● TAREFAS A CUMPRIR:
**1)** Responda com base na crítica de Seoul Station:
(a) Que filme do mesmo realizador é precedido por Seoulyeok?
(b) Como são classificados pela polícia os pequenos fenómenos de violência registados no início?
(c) Segundo a crítica, quem se adapta na crise, em vez dos mais aptos?
**2)** Por favor, retome a crítica de Seoul Station a partir do ponto onde ela termina.

● TEXTO SELECIONADO:

┌──

Seoulyeok de Yeon Sang-ho é a longa-metragem de animação sul-coreana que precede Busanhaeng (2016) - do mesmo realizador - e que insere o espectador nos momentos iniciais da epidemia zombie que se propaga drasticamente por Seul deixando toda a população à sua mercê.
Numa aparentemente tranquila noite de Seul, os acontecimentos trágicos que se iriam desenrolar estavam longe de ser imaginados e pelas ruas insuspeitas da cidade, um grupo de sobreviventes tenta escapar a uma morte certa às mãos dos mortos-vivos que dominam todos os espaços. Tendo em Hye-sun a improvável heroína desta aventura, poderá a Humanidade sobreviver àquela que é mais uma incursão no género?
Pouco comum nos cinemas que se centram na temática dos mortos-vivos, Seoul Station adapta o género ao estilo de animação conferindo-lhe uma suposta ligeireza que muito cedo desarma o espectador. Tudo começa como todos os filmes desta temática onde tudo na cidade parece tranquila àparte de pequenos e insuspeitos fenómenos de violência que são registados e que, no momento, mais não são do que "desacatos" confirmados pela polícia. Sem que se conheçam as origens, eis que surge a primeira vítima - apenas "compreendida" como tal para o espectador - e todas aquelas personagens centrais que iremos acompanhar como os últimos sobreviventes desta epidemia. No centro temos então "Hye-sun", uma jovem mulher fugida da sua casa e que partilha um pequeno quarto com um namorado que pouco a respeita apesar do aparente amor que diz por ela sentir. "Hye-sun" (des)espera por um pai que não vê há imenso tempo e por uma vida longe da miséria encoberta que a consome. No entanto, o apocalipse que está por começar cedo lhe irá retirar as esperanças confirmando apenas as memórias de um passado outrora feliz.
O argumento de Yeon Sang-ho confirma, para lá da sobrevivência do género zombie, a diferença cultural entre o Ocidente e esse extremo-Oriente (cada vez mais ocidentalizado), onde a violência psicológica e também física parecem dominar os costumes em detrimento das tradições, opondo os seus intervenientes entre os mais e os menos aptos. Ainda que os papéis sociais perante um evento de crise extrema se possam alterar e as habituais vítimas se imponham como os sobreviventes do "agora", Seoul Station faz catapultar para uma posição protagonista esta jovem que, em condições normais, teria sido facilmente consumida por uma sociedade impiedosa e onde a sua falta de habilitações e oportunidades seriam o mote principal para a eliminar da mesma. Assim, e para lá de uma história de sobrevivência - que o é como todas as deste género - Seoul Station assume-se também como a confirmação de que na referida crise não são necessariamente os mais aptos que se adaptam mas sim aqueles que, em condições normais, seriam marginalizados pelos costumes impostos.

└──

Dados de anotação por pontos
┌──

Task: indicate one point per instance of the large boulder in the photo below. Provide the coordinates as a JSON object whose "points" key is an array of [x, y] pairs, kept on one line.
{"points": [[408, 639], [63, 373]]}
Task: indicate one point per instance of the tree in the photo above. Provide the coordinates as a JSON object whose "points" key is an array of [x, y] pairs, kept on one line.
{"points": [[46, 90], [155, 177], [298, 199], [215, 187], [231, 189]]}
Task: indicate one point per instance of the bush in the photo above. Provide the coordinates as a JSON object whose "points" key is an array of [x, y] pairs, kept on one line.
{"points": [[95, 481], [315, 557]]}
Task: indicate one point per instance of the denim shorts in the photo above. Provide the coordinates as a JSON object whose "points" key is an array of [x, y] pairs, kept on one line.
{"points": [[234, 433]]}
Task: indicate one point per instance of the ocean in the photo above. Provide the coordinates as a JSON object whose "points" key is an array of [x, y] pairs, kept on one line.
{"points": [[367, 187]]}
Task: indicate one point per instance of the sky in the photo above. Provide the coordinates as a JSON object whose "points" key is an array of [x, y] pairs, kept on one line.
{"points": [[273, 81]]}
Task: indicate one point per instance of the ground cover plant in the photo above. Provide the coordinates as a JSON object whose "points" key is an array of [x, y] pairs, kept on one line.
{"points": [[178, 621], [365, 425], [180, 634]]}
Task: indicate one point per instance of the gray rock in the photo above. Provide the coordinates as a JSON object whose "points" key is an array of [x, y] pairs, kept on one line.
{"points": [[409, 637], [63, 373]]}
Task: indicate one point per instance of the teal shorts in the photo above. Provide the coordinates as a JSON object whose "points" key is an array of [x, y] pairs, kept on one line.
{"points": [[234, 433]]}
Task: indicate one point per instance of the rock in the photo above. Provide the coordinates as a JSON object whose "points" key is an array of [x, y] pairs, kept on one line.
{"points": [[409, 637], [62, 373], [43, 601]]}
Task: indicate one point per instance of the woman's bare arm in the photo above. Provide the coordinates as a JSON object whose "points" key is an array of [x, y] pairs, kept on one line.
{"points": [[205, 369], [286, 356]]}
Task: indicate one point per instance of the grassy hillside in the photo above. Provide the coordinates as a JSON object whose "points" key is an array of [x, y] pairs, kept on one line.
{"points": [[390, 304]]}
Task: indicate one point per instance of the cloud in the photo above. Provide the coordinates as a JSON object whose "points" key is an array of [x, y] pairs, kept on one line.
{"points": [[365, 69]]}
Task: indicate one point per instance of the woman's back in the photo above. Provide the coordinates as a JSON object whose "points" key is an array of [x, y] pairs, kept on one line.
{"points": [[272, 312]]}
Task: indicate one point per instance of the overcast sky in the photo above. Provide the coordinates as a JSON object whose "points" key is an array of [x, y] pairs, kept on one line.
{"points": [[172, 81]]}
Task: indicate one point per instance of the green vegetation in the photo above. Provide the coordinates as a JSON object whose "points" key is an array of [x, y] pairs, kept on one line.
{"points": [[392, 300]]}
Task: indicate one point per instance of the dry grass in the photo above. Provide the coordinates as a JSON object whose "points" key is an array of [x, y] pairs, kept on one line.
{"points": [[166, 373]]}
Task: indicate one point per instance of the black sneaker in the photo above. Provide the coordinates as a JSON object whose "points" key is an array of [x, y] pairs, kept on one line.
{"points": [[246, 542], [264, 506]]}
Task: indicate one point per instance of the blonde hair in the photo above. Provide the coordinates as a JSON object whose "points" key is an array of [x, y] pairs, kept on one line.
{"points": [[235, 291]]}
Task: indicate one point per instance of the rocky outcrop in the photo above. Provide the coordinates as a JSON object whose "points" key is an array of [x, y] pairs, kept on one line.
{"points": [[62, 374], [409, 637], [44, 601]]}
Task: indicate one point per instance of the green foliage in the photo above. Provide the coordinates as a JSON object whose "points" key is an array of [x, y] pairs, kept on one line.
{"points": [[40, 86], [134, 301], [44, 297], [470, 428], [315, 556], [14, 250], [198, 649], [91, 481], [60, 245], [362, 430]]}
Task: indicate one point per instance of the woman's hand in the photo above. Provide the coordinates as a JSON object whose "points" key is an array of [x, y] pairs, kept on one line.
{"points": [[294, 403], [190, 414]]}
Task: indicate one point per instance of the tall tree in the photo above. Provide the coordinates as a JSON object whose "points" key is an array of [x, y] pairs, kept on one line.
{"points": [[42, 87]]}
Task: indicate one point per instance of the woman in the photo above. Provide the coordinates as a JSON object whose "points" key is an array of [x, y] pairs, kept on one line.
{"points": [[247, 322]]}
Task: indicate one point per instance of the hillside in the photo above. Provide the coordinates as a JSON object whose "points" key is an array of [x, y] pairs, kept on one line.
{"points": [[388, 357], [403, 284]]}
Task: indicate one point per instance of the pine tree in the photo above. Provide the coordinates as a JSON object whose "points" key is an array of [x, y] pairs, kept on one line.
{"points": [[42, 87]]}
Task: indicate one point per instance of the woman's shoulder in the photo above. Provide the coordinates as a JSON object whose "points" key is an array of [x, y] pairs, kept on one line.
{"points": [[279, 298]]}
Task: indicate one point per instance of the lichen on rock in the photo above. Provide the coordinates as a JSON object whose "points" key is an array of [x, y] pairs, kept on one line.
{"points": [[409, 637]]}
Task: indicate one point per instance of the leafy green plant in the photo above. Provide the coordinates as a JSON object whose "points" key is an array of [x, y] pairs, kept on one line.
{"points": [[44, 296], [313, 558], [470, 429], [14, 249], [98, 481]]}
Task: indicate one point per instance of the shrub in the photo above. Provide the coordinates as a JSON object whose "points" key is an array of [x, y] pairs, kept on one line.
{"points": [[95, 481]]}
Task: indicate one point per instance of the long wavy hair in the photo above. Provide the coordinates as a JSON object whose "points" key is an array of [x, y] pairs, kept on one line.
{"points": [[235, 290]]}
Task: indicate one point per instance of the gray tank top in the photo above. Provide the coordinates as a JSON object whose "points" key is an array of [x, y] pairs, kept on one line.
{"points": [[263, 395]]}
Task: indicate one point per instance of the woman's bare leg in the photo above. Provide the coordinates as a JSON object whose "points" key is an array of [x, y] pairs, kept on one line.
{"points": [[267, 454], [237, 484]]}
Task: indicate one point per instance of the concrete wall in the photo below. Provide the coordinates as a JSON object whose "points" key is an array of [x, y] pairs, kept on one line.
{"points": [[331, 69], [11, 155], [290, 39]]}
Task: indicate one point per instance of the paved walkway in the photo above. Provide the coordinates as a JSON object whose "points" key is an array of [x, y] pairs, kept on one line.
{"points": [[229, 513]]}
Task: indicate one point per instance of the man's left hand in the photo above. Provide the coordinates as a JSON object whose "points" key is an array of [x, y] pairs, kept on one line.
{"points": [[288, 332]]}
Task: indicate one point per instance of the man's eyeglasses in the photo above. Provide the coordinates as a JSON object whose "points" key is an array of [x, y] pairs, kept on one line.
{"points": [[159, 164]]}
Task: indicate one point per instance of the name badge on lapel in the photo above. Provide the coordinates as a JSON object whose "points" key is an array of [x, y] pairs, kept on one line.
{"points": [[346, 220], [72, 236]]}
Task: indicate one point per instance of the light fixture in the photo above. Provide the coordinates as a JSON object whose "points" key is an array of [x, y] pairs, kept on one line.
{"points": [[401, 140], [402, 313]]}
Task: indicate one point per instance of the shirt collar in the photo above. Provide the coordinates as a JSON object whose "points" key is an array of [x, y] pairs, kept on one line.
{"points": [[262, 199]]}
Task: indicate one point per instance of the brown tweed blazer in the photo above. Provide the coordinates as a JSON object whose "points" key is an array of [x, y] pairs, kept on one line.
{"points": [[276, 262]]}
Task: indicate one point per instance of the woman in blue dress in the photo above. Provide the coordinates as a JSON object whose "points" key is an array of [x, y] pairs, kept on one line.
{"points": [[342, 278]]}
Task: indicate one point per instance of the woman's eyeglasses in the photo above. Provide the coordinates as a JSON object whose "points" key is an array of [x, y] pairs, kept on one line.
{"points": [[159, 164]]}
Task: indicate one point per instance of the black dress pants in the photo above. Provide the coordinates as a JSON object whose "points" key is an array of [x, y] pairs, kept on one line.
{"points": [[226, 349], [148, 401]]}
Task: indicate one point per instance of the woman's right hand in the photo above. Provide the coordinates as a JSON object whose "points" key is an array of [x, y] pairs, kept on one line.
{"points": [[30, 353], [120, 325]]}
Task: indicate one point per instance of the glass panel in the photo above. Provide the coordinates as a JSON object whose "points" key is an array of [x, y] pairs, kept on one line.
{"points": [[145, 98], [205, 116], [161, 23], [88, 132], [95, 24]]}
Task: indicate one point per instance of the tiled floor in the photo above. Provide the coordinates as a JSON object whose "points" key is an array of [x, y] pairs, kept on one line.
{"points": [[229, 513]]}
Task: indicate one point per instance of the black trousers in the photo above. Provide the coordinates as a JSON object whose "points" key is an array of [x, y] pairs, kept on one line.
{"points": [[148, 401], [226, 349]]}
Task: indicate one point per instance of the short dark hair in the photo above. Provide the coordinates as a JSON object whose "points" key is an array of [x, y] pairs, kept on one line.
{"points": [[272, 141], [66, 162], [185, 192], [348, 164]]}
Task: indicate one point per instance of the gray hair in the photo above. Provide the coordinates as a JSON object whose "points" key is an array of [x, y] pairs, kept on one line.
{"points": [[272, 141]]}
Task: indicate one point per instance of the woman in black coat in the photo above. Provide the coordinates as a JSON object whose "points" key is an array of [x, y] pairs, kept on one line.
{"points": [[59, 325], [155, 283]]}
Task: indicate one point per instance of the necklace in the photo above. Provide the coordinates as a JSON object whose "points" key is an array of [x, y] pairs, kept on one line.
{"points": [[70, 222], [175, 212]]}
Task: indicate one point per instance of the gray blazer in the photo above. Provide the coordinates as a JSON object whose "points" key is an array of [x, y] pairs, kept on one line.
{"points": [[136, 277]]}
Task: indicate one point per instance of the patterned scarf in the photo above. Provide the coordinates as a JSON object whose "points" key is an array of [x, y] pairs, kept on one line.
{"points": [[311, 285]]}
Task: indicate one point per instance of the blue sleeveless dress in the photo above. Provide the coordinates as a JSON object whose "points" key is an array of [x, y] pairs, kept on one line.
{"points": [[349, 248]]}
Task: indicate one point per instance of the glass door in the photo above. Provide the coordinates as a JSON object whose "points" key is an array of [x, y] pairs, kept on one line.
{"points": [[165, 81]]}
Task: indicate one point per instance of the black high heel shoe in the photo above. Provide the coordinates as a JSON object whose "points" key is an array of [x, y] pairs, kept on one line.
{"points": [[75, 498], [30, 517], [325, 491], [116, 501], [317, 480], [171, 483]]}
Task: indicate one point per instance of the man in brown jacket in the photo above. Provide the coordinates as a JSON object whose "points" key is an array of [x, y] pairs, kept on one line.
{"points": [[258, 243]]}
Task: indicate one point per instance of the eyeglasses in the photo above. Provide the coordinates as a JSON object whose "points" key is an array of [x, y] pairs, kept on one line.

└──

● RESPOSTAS POR TAREFA:
**1)**
(a) Busanhaeng (2016).
(b) Como "desacatos".
(c) Aqueles que, em condições normais, seriam marginalizados pelos costumes impostos.

**2)**
Em Seoul Station, tal como em tantos outros filmes deste género, existe ainda que de forma implícita, a questão da crise económica e social - uma como consequência da outra - e, por sua vez, também política - não esquecer o contexto geográfico em que nos encontramos nesta história - que não só pode ser um pretexto como, pelo menos, um elemento parcialmente justificador daquilo que se passa - afinal, quando em crise... tudo ao seu redor começa a ruir - e, uma vez instalado o caos, tanto personagens - como o espectador obviamente - perdem-se nas referências, nos valores outrora morais que são - agora - ignorados, centrando-se apenas na dita sobrevivência de personagens atípicas perdidas nos seus próprios dilemas existenciais... será válido continuar a viver num mundo no qual não se enquadram, agora que essa existência parece constantemente ameaçada?!
Se esta questão de crise é implicitamente presença "assídua" neste género de filmes, aquilo que prende o espectador ao mesmo é, essencialmente, a sobrevivência daquelas personagens com quem rápida e facilmente conseguimos criar uma empatia desejando que o seu fim não esteja para breve. No entanto, e se considerarmos que Seoul Station é um elo de ligação a Busanhaeng (2016) - de ficção - poderemos (deveremos?!) estar preparados para uma transição de personagens podendo, com a mesma, não restar nenhum... Afinal, da animação à ficção separam-nas não o tempo cronológico mas sim o espaço geográfico onde se dará lugar a uma viagem sem tréguas ou limites...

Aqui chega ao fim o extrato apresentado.